Schreib aus dem Text über die kassenlose Aldi-Filiale genau das Stück ab, das mit „Aldi Nord startet“ anfängt und mit „deren Warenkörben befinden.“ aufhört.

TEXT ZUM LESEN:
◆ ◆ ◆ ◆ ◆ ◆ ◆
Aldi Nord startet kassenlose Pilotfiliale

22. Juli 2022 – Aldi Nord eröffnet eine eigene Testfiliale für eine kassenlose Shop-Lösung. Die Hightech-Filiale in Utrecht kommt ohne Kassen oder irgendwelche Formen des Scannens aus. Die Essener folgen damit dem Ansatz von Amazon Go. Von Kunden aus den Regalen gegriffene Waren werden digital erfasst und automatisch abgerechnet, wenn der Kunde den Laden verlässt.

Quelle: Wikimedia Commons

In Utrecht öffnet Aldi Nord die Türen des ersten „Shop & Go“. In dem technologisch hochgerüsteten Laden erfassen zahlreiche Sensoren die Bewegungen der Kunden auf der 370 m² umfassenden Verkaufsfläche. Die dabei produzierten Daten werden von einer Computer-Vision-Software in Echtzeit ausgewertet. Damit entsteht eine digitale Repräsentation der verschiedenen Kunden im Laden sowie der Waren, die sich aktuell in deren Warenkörben befinden.
◆ ◆ ◆ ◆ ◆ ◆ ◆
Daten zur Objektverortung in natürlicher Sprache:
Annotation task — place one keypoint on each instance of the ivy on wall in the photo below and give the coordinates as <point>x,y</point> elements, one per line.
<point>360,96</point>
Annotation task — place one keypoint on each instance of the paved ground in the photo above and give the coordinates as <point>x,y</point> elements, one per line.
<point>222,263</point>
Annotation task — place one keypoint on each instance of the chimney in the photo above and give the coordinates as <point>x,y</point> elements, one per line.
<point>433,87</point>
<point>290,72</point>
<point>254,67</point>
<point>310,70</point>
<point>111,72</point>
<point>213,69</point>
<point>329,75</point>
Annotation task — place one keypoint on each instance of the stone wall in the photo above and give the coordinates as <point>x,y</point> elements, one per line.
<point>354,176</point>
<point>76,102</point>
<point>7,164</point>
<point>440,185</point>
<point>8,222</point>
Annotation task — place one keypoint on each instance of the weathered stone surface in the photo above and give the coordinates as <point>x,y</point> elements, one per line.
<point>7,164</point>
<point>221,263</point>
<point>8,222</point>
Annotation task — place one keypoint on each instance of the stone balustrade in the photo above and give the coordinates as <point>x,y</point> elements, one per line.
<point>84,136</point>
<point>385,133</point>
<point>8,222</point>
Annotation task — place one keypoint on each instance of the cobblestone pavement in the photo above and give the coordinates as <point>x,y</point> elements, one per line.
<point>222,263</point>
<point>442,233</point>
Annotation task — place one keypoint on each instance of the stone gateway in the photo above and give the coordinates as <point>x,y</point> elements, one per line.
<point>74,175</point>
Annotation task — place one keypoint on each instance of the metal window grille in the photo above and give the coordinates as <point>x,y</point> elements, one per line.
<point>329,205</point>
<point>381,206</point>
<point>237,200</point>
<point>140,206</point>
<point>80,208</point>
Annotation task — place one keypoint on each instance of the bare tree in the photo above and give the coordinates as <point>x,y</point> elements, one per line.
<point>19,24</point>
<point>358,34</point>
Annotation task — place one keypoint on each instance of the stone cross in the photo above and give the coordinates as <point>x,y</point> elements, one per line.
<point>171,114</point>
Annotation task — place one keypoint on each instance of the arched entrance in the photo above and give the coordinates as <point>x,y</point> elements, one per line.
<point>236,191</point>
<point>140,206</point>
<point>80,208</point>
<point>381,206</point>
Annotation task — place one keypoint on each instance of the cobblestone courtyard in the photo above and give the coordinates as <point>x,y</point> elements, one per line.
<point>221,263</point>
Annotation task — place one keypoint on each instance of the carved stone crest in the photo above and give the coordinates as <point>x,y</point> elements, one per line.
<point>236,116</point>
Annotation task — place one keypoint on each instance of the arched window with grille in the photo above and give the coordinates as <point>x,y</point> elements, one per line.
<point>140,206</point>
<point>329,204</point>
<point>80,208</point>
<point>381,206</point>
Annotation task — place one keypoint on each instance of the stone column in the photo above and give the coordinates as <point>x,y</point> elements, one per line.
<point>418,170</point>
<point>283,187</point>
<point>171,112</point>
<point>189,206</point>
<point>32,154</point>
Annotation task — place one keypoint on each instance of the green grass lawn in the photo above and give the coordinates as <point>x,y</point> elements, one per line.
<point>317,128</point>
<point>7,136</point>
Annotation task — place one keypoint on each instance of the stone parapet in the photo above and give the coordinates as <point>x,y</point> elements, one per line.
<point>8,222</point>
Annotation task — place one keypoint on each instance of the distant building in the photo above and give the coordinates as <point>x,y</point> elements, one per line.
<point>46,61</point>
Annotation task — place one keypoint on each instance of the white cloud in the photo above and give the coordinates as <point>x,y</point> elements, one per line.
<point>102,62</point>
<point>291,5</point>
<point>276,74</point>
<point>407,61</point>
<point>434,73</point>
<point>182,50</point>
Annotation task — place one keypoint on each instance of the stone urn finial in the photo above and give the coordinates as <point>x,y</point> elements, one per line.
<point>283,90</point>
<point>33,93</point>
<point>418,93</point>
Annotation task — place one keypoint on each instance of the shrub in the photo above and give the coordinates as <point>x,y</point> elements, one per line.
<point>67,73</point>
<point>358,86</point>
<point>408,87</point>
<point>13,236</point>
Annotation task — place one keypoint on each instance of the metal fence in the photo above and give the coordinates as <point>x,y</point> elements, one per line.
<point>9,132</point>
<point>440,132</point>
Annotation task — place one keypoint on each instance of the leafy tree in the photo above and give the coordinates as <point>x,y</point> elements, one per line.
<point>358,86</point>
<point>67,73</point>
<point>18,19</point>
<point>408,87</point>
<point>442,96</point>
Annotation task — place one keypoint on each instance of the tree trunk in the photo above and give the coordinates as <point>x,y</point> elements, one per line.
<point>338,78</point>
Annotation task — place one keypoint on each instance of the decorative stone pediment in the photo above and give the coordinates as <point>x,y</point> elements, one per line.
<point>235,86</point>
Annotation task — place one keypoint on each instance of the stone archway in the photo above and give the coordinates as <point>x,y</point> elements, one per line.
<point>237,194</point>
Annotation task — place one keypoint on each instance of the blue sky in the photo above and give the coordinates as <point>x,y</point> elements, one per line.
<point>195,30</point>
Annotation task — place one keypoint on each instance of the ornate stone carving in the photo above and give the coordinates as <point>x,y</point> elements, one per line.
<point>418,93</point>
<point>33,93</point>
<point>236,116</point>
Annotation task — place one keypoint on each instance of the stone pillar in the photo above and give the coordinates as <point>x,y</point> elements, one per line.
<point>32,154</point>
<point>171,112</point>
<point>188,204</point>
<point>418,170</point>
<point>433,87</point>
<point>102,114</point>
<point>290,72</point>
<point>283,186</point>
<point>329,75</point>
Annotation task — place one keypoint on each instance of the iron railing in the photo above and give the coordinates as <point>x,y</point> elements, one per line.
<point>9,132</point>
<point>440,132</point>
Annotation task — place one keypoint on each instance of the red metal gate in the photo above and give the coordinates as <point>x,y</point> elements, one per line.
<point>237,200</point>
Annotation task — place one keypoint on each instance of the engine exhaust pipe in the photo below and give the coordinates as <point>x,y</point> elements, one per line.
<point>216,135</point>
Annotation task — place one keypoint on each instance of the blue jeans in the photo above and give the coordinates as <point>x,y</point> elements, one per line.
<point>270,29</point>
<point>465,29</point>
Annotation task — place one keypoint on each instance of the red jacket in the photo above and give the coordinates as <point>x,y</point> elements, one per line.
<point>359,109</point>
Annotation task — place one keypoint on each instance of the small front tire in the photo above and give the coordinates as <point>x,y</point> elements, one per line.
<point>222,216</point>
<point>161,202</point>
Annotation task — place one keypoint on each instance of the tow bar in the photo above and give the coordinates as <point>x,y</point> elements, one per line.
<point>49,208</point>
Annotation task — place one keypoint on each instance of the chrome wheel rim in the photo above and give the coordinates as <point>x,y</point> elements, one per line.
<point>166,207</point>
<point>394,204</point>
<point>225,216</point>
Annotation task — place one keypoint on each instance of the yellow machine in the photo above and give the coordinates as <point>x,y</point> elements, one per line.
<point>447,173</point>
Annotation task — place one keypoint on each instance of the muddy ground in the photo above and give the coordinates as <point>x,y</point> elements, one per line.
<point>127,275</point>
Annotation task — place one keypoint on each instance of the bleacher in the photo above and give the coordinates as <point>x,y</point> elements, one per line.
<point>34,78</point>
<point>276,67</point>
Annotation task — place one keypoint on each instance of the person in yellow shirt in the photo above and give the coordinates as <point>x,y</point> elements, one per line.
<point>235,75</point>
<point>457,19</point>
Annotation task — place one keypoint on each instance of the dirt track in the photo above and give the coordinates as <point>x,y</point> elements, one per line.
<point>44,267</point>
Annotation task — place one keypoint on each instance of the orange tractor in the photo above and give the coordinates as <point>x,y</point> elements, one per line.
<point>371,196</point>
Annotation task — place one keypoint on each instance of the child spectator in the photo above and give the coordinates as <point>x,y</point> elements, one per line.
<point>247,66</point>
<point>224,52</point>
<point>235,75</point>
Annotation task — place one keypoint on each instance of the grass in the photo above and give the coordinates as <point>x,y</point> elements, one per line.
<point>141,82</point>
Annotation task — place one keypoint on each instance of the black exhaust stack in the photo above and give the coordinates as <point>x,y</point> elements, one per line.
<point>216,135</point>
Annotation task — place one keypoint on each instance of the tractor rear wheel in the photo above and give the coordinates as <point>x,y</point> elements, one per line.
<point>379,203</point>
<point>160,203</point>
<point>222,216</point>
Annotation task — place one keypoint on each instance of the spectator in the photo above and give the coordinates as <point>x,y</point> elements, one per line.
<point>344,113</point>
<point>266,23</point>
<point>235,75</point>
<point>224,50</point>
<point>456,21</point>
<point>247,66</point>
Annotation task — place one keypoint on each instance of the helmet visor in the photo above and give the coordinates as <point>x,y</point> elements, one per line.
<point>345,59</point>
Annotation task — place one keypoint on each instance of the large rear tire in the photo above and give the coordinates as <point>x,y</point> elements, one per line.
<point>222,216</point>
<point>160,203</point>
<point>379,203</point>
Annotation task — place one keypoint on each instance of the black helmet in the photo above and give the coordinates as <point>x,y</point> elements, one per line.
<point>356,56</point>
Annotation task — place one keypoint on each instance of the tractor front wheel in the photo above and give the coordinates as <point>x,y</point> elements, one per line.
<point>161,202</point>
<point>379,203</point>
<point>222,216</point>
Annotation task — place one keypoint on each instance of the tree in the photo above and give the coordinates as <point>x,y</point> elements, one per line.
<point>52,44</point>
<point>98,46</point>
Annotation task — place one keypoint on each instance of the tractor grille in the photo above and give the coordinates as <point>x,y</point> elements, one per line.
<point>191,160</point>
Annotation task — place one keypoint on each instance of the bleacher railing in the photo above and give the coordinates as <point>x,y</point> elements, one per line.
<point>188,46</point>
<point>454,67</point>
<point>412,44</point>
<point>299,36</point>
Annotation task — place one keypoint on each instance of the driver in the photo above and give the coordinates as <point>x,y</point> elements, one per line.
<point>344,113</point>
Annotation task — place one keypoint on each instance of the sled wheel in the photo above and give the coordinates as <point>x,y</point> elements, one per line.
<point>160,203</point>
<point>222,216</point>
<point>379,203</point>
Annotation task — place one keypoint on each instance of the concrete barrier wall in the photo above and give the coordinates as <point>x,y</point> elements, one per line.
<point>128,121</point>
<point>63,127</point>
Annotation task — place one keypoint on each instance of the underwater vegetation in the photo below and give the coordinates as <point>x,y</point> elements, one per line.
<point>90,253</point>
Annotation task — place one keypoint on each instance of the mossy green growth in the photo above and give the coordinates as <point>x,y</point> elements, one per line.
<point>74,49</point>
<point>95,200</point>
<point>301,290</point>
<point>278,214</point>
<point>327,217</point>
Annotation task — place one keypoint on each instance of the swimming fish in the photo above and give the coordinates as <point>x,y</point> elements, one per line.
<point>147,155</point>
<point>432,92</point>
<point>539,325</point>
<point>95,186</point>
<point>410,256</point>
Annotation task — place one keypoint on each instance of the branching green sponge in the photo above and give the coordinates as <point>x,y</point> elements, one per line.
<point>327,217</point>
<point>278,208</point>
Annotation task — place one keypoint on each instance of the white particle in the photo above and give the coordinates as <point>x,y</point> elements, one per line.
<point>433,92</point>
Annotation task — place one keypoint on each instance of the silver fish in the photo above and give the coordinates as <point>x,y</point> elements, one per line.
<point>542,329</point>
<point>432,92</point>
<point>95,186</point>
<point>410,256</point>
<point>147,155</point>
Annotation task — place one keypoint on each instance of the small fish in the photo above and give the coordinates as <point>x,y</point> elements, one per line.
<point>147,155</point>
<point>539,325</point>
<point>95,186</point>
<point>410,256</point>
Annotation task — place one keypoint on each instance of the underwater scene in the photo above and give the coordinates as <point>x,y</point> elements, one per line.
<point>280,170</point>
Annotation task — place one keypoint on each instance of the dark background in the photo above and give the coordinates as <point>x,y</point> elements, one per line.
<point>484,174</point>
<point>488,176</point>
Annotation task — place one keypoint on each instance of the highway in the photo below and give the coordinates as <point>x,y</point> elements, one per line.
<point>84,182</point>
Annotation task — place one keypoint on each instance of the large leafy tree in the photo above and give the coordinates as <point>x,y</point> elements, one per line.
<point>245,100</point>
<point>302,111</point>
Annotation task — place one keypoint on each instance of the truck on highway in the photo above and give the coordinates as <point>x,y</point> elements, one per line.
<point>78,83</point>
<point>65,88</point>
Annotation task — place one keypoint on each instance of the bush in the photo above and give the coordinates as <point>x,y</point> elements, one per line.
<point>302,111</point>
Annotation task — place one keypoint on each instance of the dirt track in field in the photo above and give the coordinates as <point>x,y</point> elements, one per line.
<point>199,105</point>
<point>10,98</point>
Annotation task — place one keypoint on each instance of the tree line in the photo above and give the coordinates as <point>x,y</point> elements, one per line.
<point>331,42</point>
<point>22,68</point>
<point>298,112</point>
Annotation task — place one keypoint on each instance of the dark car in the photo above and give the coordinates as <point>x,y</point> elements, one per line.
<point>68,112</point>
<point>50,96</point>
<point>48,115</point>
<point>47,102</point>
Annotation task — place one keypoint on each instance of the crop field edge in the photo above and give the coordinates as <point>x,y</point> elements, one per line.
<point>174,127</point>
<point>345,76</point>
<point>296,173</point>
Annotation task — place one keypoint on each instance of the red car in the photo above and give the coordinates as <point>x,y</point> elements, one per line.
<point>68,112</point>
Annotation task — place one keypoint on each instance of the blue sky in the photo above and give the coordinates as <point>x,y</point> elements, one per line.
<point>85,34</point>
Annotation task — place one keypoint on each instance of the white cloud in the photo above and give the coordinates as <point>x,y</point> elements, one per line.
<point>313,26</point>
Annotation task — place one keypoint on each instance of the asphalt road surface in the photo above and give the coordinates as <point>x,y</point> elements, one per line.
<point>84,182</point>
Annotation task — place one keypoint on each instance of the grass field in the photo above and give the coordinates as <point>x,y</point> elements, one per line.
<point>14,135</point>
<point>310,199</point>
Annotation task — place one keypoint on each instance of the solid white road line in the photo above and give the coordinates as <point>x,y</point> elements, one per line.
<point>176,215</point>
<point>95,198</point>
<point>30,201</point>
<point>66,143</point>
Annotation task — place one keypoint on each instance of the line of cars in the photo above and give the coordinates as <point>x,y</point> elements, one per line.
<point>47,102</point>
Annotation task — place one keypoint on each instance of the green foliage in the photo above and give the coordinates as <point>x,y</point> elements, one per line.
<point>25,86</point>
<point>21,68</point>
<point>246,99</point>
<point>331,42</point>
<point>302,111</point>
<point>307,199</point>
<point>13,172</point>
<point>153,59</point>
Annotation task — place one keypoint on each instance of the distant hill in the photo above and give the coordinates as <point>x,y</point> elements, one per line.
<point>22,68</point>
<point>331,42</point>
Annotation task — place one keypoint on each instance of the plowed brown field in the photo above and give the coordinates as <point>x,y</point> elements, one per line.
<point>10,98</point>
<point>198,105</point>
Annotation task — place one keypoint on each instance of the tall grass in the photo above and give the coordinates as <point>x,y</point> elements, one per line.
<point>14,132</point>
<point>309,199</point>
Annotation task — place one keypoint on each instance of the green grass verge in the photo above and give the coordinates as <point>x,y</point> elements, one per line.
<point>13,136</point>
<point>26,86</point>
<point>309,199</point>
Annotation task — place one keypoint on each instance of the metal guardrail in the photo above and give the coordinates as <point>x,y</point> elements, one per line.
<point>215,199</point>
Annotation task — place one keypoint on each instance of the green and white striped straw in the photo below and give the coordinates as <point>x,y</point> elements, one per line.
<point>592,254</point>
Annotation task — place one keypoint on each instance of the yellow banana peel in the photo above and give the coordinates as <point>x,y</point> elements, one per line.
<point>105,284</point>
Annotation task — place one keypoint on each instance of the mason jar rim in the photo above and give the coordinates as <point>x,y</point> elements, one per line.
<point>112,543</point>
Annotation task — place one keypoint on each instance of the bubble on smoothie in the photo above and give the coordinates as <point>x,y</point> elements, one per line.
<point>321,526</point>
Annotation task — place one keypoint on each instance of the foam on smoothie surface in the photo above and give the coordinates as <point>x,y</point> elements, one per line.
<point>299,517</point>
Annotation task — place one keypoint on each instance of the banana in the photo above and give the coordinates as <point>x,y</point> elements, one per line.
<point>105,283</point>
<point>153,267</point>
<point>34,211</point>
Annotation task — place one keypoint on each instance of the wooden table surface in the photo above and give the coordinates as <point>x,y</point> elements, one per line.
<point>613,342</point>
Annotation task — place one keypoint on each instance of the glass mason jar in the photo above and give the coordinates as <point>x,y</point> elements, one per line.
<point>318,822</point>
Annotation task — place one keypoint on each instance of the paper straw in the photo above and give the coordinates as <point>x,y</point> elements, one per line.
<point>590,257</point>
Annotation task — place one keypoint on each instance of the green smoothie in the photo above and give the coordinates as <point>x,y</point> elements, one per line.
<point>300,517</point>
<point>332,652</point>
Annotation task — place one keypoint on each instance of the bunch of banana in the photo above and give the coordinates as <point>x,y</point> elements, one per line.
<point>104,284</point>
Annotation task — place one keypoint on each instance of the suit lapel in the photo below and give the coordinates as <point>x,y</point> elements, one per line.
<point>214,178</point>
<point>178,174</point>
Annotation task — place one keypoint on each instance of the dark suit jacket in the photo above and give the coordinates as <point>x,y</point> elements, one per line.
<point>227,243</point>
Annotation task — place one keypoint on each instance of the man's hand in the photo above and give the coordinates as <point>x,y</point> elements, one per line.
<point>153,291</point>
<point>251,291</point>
◆ ◆ ◆ ◆ ◆ ◆ ◆
SCHRIFTLICHE LÖSUNG:
Aldi Nord startet kassenlose Pilotfiliale

22. Juli 2022 – Aldi Nord eröffnet eine eigene Testfiliale für eine kassenlose Shop-Lösung. Die Hightech-Filiale in Utrecht kommt ohne Kassen oder irgendwelche Formen des Scannens aus. Die Essener folgen damit dem Ansatz von Amazon Go. Von Kunden aus den Regalen gegriffene Waren werden digital erfasst und automatisch abgerechnet, wenn der Kunde den Laden verlässt.

Quelle: Wikimedia Commons

In Utrecht öffnet Aldi Nord die Türen des ersten „Shop & Go“. In dem technologisch hochgerüsteten Laden erfassen zahlreiche Sensoren die Bewegungen der Kunden auf der 370 m² umfassenden Verkaufsfläche. Die dabei produzierten Daten werden von einer Computer-Vision-Software in Echtzeit ausgewertet. Damit entsteht eine digitale Repräsentation der verschiedenen Kunden im Laden sowie der Waren, die sich aktuell in deren Warenkörben befinden.